→ **Exercise directions**
Below is a block of entries, which should be copied verbatim apart from the pictures.

━━━━━ Data section ━━━━━

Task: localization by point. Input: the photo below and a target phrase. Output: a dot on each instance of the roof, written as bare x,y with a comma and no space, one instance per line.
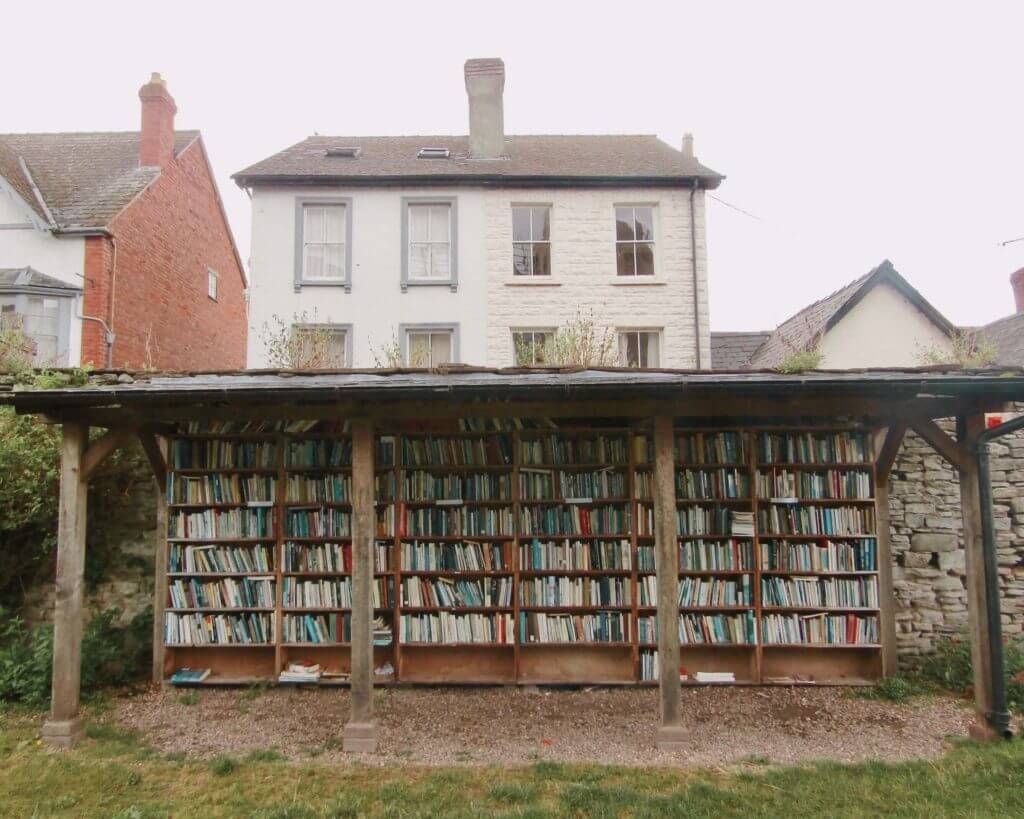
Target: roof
802,332
86,179
580,160
733,350
1008,336
20,277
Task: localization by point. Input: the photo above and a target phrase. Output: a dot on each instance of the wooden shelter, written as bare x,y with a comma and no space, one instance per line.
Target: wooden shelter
624,471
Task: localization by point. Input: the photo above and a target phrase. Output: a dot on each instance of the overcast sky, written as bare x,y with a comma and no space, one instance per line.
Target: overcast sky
853,132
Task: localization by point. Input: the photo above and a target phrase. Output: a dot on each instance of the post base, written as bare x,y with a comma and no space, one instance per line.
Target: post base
359,737
672,737
62,733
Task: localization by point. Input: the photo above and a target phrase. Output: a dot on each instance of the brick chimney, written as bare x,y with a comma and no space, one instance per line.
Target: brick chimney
1017,283
485,86
157,144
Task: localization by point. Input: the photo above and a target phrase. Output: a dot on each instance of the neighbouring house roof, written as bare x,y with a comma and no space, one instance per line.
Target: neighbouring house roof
18,278
579,160
802,331
85,179
733,350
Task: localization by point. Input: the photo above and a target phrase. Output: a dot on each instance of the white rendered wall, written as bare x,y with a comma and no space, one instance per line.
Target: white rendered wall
883,330
376,305
25,245
583,262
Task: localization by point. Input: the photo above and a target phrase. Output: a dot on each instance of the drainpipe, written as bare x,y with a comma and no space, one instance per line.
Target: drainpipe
998,718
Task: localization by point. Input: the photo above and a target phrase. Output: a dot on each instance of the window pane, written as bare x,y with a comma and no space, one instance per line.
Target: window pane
439,261
521,259
418,215
312,229
624,224
542,224
542,258
644,223
645,259
520,224
626,259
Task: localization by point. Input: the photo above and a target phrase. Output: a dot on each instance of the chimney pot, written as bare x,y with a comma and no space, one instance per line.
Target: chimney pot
157,137
485,86
1017,283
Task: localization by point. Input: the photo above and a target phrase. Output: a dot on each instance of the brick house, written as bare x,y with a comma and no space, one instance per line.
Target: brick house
115,249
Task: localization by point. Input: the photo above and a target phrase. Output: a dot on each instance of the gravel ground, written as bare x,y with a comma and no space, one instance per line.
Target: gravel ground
484,726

━━━━━

→ **Problem solution**
Task: localization by point. Input: the photo below and a target phrase. Output: a dot on each instance of the roof, written as bare x,y with a comma and no space, one instance per line.
Target: roof
802,332
86,179
580,160
733,350
1008,336
20,277
Task: localization by point. Input: the photo above and a target phrase. Output: a dot on each instance of the wooden shelter, written as bare x,y with a comma and no space, one instance per line.
Target: wooden shelter
624,471
Task: localization by point. Input: the photo above and a target phrase. Output: a dot on each instance of the overcast sky, written as bare x,y with a comma and no space, one instance per line.
Target: overcast sky
853,132
Task: localization by point. Input: the photo above and a target phrase. Output: a dot on each instance of the post base, written as bare x,y with a comma and no space, one instance per line.
Target: post base
359,737
672,737
62,733
Task: localization by point. Input: the photo above and a target phrase. Output: a dot on each instance of the brick chimney, written as bare x,y with a comma and no space, one instance per line.
Target: brick chimney
1017,283
485,86
157,144
Task: localization by point. Input: the photo above and a target phrase. Output: a dot on each instance of the neighbouring house roof, written as bare x,y with a comma and no space, one instance per line.
Target: neighbouring house roof
18,278
579,160
802,331
85,179
733,350
Task: localization by point. Input: the photo above and a target phrase. Output: a dot on each instance of the white rendered wall, written as bare x,y with a comma and no space, one instance per line.
Target: white rendered wall
883,330
376,305
25,245
583,262
Task: localization by point. Input: the photo above and a target phrase. Output: a dot on each instance of the drainpipe, written as bare x,y with a comma and no space, one instance per line.
Target: drainpipe
998,718
Task: localization by point. Input: the photo above and a target phrase. Output: a dot on each instance of the window pane, written as bare x,y with a comma and no space, one instance per line.
Target: window pane
439,261
521,259
418,215
312,229
624,224
542,224
542,258
644,223
645,259
520,224
626,259
Task: localization by point. Input: the photo above and a target phrase. Output: a dot on each instance of the chimney pot, written as bare x,y with a comma and no space, one instance per line.
Target: chimney pot
157,137
485,86
1017,283
Task: localization by point. Input: the photo above and a target phrase. Output: a dot on each instance of the brick house, written as bare x,y with a comma and no space, one instance per line.
Target: brick house
115,249
Task: localization by point. Input: the photo above and a target phrase. Output: a dot on each instance of the gravel ground, written as bare x,y with a comma and no space, one instance per line.
Target: gravel ground
484,726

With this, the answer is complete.